-- Source document --
By Jared Clark
There is a threshold in the life of every movement — not always visible, rarely announced — where authority stops being negotiated and starts being declared. Before that threshold, questions about who speaks for the movement are genuinely open. After it, those same questions have predetermined answers, and asking them again carries a different kind of risk. This essay examines Stage 3 of the seven-stage institutional evolution model: authority codification, and specifically the mechanics, incentive structures, and epistemic consequences of the moment a movement freezes into a system.
Consider two ways a community might answer the question "What do we believe about Christ?"
In the first, the answer is offered as a position held after reflection, open to revision as understanding grows. Different teachers in different communities hold somewhat different views. The disagreements are lively, sometimes contentious, but they are understood as part of the work of figuring things out. Authority in this mode is earned and contestable. Someone can challenge Paul's teaching, and Paul has to respond. He does, repeatedly, across his letters — not by invoking his title, but by marshaling argument.
In the second, the answer is codified in a creed subscribed to under institutional authority. The question of what we believe about Christ has been settled by a council, ratified by an emperor, and written into the conditions of membership. Disagreement is no longer a theological conversation. It is a jurisdictional problem. The shift between these two modes is authority codification, and it changes nearly everything downstream.

[Stored data]

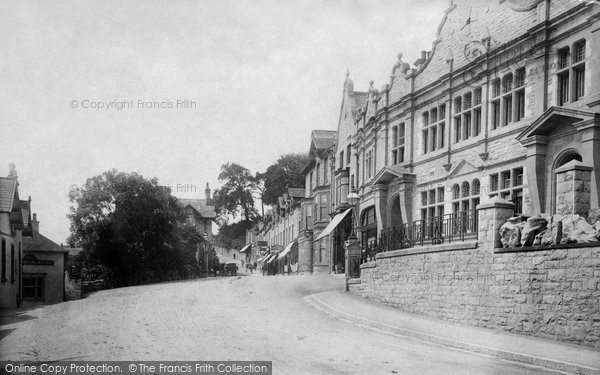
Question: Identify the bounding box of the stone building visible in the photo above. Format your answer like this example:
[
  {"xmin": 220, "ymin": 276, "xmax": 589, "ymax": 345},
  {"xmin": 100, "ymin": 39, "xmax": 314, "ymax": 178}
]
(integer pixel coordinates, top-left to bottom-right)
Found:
[
  {"xmin": 0, "ymin": 164, "xmax": 25, "ymax": 309},
  {"xmin": 22, "ymin": 214, "xmax": 69, "ymax": 307},
  {"xmin": 324, "ymin": 0, "xmax": 600, "ymax": 258},
  {"xmin": 243, "ymin": 188, "xmax": 305, "ymax": 274},
  {"xmin": 298, "ymin": 130, "xmax": 343, "ymax": 273},
  {"xmin": 331, "ymin": 0, "xmax": 600, "ymax": 348},
  {"xmin": 177, "ymin": 183, "xmax": 216, "ymax": 241}
]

-- Given problem 1 --
Please rewrite the essay on authority codification from "In the second, the" to "nearly everything downstream.", changing "council" to "synod".
-- Given problem 2 --
In the essay on authority codification, how does Paul respond when his teaching is challenged?

-- Response 1 --
In the second, the answer is codified in a creed subscribed to under institutional authority. The question of what we believe about Christ has been settled by a synod, ratified by an emperor, and written into the conditions of membership. Disagreement is no longer a theological conversation. It is a jurisdictional problem. The shift between these two modes is authority codification, and it changes nearly everything downstream.

-- Response 2 --
He marshals argument rather than invoking his title.